» **Collected data**:

__________

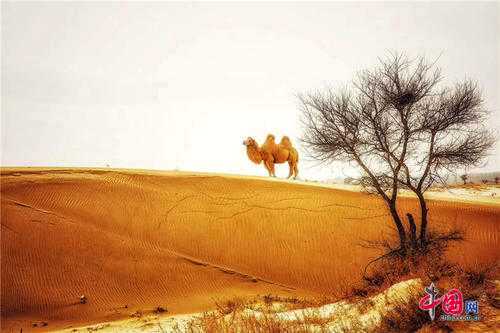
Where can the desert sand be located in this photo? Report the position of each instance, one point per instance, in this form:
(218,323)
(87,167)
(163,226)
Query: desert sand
(132,241)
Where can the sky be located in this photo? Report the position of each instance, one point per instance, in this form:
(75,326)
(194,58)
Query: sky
(178,86)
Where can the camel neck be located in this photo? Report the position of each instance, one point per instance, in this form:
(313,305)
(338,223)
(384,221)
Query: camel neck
(254,155)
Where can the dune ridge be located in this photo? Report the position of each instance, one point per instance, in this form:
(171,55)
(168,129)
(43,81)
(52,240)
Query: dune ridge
(135,240)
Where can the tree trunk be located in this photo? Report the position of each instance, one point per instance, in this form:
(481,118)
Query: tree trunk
(423,219)
(399,226)
(413,231)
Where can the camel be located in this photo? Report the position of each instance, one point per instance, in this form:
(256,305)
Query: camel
(271,153)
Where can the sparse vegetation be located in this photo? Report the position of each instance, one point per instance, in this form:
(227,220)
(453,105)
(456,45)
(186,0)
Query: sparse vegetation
(401,129)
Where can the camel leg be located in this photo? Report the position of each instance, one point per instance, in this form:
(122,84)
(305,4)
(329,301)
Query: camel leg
(268,168)
(290,165)
(271,164)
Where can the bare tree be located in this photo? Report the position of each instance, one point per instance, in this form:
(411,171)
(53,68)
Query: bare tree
(400,128)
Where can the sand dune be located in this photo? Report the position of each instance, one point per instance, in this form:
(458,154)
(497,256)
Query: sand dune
(136,240)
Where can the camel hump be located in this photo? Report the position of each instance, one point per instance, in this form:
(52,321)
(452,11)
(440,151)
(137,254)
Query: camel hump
(285,142)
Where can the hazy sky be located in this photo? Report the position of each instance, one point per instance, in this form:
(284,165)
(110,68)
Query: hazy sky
(180,85)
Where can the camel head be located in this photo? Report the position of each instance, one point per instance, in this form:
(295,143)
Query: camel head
(250,142)
(270,138)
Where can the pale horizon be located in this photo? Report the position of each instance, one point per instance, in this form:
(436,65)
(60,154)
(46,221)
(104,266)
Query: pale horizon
(178,86)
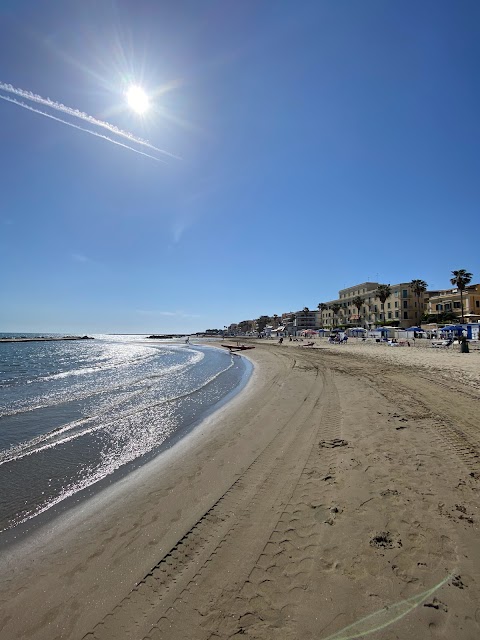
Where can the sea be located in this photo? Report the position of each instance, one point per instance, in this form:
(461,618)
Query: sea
(77,415)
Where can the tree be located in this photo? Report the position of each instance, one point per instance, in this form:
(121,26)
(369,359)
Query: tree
(460,280)
(321,307)
(358,302)
(335,308)
(383,292)
(418,287)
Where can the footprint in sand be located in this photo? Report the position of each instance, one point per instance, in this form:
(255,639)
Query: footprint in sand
(385,540)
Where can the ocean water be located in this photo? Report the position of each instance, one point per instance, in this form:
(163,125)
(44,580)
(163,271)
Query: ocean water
(76,414)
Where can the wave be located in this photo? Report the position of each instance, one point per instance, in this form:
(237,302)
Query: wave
(126,443)
(68,395)
(31,446)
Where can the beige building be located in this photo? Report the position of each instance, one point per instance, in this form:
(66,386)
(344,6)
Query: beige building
(402,308)
(442,301)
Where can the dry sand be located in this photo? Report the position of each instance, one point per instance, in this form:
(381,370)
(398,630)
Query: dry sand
(342,483)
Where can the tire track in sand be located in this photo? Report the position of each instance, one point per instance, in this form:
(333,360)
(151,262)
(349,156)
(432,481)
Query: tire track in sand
(256,498)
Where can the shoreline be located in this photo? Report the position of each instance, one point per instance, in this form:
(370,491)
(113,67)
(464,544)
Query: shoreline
(41,339)
(308,502)
(25,531)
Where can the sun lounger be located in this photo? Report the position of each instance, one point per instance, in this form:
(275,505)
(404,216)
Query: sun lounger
(441,344)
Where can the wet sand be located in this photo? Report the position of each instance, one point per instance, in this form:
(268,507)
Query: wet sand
(343,480)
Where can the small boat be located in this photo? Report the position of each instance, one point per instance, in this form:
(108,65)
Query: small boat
(237,347)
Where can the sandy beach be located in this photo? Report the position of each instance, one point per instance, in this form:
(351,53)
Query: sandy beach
(340,488)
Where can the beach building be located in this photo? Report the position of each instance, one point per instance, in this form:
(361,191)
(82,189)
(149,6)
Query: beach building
(303,320)
(442,301)
(402,308)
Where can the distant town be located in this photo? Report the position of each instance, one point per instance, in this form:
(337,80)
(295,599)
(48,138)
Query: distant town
(370,305)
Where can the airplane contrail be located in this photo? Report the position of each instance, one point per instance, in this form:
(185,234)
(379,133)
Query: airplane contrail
(76,126)
(75,113)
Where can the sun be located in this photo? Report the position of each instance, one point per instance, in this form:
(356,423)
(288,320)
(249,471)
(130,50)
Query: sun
(137,99)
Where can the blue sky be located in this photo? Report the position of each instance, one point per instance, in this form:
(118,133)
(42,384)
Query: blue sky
(320,144)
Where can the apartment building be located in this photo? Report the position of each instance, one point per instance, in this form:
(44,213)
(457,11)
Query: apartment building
(401,308)
(305,320)
(441,301)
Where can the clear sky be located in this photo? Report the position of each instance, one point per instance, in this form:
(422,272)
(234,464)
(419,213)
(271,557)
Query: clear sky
(320,144)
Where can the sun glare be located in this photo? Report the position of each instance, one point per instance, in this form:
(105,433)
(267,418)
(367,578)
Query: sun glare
(137,99)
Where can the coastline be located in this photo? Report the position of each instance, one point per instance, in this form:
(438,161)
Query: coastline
(264,521)
(46,519)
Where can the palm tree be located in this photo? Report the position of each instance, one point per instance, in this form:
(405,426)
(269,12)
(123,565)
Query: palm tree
(383,292)
(460,280)
(418,287)
(321,307)
(335,308)
(357,302)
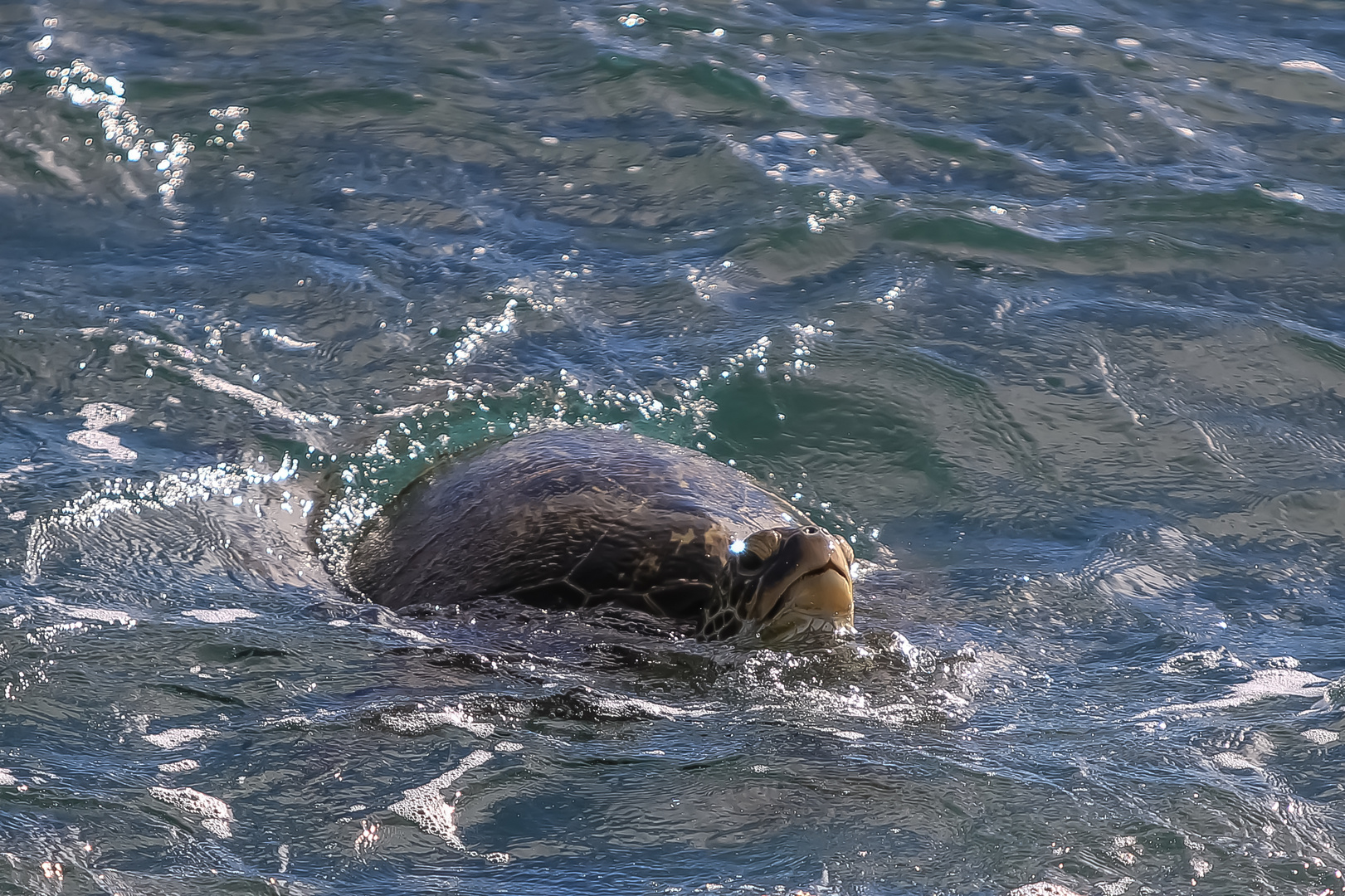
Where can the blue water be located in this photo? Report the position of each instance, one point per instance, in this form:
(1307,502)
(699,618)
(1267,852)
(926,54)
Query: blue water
(1040,305)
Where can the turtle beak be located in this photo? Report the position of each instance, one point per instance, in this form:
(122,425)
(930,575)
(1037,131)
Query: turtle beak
(811,590)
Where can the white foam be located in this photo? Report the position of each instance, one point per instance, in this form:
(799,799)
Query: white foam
(1234,761)
(214,813)
(1305,65)
(1041,889)
(175,738)
(424,722)
(1263,684)
(426,807)
(227,615)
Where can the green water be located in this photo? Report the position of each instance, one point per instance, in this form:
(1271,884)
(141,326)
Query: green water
(1037,304)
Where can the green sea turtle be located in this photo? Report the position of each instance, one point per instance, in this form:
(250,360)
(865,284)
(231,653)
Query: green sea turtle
(585,515)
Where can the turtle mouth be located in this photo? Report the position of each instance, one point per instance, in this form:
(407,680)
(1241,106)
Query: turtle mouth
(818,599)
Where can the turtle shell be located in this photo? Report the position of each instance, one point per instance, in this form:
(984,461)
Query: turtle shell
(567,519)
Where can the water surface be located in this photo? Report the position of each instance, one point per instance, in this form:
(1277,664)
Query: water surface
(1039,304)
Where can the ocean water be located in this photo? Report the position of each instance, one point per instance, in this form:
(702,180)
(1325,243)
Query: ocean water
(1039,304)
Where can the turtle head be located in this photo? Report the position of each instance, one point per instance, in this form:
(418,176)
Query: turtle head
(784,582)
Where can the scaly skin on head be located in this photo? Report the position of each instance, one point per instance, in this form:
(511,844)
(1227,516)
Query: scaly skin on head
(784,582)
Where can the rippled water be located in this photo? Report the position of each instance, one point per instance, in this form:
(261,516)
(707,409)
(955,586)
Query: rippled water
(1041,304)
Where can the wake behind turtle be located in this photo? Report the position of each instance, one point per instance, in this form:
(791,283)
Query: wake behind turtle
(585,515)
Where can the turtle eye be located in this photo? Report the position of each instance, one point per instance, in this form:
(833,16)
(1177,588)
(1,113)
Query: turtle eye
(749,562)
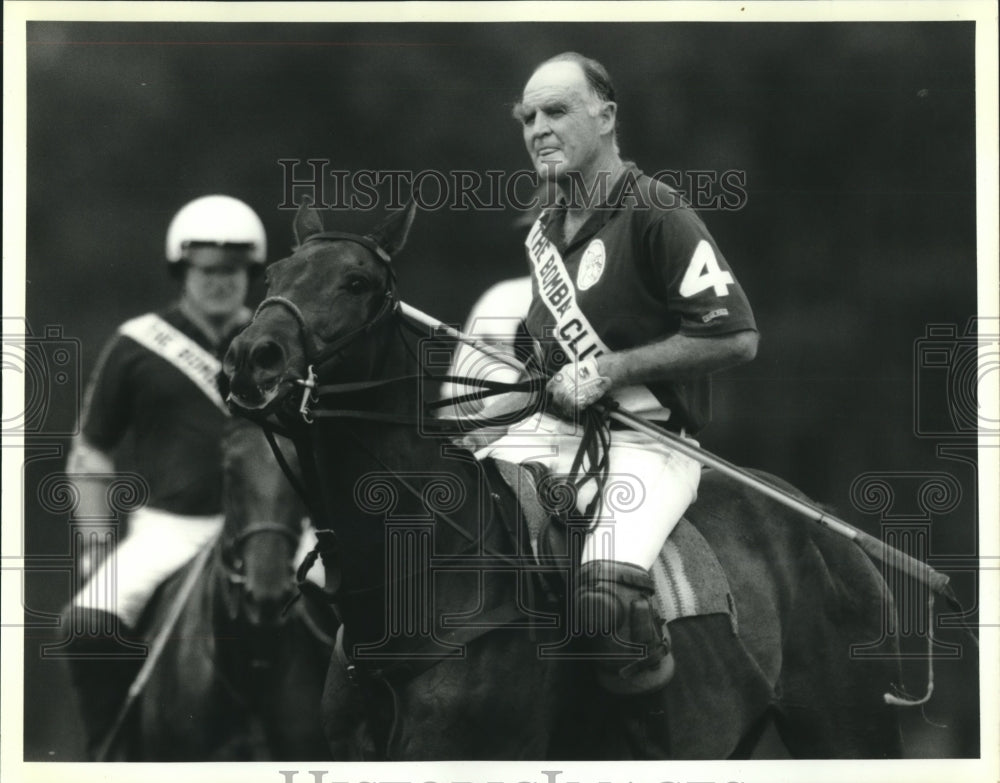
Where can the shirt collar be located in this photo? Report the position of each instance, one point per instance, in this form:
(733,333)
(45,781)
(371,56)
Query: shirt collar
(552,217)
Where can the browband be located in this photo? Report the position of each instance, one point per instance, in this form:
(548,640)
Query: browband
(364,241)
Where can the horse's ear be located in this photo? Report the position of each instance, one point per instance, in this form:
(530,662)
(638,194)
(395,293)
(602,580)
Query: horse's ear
(391,233)
(307,222)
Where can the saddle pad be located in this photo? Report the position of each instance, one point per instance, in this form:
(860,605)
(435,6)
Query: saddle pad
(688,577)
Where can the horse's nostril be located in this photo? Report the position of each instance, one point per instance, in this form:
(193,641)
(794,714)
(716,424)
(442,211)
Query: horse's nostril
(267,355)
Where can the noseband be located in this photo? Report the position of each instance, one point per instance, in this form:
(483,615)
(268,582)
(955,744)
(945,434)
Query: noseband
(390,304)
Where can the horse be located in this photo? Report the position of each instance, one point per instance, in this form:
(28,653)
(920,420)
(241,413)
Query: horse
(449,647)
(237,680)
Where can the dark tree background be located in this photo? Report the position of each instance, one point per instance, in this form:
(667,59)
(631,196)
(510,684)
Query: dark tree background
(858,231)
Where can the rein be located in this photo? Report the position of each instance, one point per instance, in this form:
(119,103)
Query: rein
(317,401)
(232,562)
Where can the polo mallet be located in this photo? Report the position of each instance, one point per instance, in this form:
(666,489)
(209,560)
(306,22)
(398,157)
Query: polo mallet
(873,547)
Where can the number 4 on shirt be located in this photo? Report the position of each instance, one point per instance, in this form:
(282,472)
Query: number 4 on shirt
(704,272)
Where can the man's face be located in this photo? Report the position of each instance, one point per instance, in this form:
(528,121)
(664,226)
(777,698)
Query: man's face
(562,130)
(217,279)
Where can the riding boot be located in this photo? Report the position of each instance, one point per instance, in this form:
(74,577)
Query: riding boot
(102,666)
(646,725)
(619,625)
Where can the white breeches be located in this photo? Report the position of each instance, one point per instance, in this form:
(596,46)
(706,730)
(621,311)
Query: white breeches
(157,544)
(649,488)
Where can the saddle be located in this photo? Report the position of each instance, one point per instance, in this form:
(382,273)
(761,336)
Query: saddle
(689,579)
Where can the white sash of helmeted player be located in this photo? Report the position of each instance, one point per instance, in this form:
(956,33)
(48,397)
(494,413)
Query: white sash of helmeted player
(169,343)
(574,332)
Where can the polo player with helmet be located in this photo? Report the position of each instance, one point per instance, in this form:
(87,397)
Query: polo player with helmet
(632,301)
(154,394)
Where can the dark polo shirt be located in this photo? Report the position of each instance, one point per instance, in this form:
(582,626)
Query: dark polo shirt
(642,268)
(169,430)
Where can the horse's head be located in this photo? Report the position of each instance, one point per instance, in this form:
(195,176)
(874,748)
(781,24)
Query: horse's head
(331,291)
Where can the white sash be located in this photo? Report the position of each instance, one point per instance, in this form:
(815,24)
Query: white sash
(166,341)
(573,330)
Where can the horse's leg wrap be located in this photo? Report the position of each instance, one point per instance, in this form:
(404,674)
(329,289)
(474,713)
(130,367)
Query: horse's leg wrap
(619,625)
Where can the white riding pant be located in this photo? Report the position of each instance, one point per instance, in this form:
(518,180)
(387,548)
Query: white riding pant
(157,544)
(649,487)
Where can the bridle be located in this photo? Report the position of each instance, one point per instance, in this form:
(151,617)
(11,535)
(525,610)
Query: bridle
(231,551)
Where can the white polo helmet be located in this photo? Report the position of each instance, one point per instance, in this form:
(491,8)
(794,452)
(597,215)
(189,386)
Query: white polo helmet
(216,220)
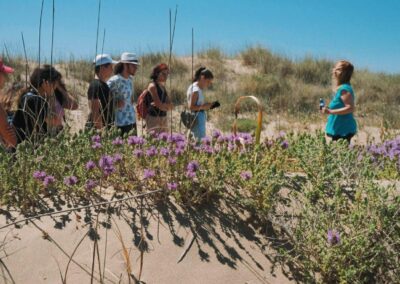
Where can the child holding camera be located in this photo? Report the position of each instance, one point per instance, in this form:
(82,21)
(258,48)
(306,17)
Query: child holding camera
(196,101)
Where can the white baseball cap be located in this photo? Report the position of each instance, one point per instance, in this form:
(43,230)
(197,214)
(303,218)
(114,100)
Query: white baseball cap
(127,57)
(102,59)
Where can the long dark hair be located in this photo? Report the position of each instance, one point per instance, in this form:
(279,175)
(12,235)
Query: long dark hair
(8,98)
(202,71)
(38,77)
(157,70)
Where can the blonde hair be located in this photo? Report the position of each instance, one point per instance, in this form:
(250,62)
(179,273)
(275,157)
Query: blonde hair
(342,73)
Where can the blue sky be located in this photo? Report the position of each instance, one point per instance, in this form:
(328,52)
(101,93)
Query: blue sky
(365,32)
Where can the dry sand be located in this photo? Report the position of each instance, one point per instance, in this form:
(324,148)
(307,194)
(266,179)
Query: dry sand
(226,248)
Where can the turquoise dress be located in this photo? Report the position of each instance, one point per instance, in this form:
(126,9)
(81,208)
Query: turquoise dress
(341,125)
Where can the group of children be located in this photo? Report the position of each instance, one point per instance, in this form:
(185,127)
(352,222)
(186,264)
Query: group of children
(40,106)
(38,110)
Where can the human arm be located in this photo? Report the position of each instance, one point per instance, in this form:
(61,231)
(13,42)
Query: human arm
(156,100)
(348,102)
(95,105)
(115,93)
(6,131)
(95,110)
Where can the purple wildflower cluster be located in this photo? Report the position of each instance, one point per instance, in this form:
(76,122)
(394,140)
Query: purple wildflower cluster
(148,173)
(192,168)
(70,180)
(152,151)
(136,140)
(172,186)
(118,141)
(90,184)
(333,237)
(106,164)
(44,178)
(96,140)
(246,175)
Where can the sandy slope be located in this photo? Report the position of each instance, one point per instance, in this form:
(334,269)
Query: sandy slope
(226,248)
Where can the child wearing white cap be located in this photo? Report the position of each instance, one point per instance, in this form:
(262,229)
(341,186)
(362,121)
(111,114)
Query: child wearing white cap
(121,88)
(100,100)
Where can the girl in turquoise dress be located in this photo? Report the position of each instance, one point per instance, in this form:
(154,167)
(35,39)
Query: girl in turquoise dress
(341,123)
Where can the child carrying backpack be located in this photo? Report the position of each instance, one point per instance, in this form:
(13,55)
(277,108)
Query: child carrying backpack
(154,102)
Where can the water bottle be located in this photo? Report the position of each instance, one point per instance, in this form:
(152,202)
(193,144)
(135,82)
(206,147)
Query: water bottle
(321,103)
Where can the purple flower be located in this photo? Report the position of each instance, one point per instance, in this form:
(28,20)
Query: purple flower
(181,144)
(221,139)
(246,137)
(164,151)
(71,180)
(172,160)
(135,140)
(216,134)
(108,170)
(207,149)
(193,166)
(39,175)
(90,184)
(333,237)
(206,141)
(117,157)
(176,137)
(172,186)
(48,180)
(148,173)
(118,141)
(151,152)
(246,175)
(138,153)
(163,136)
(106,163)
(191,174)
(179,151)
(96,139)
(90,165)
(96,145)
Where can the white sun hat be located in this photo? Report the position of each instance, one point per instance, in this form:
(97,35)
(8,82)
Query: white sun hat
(127,57)
(102,59)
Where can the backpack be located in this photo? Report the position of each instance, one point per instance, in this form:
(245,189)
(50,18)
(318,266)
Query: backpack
(142,107)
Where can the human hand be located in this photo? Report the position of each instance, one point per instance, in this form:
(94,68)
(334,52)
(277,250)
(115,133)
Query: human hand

__________

» **Work task**: If a line contains the word "hand", it counts; say how many such lines there are in the data above, and nothing else.

» **Solution to this exercise**: 2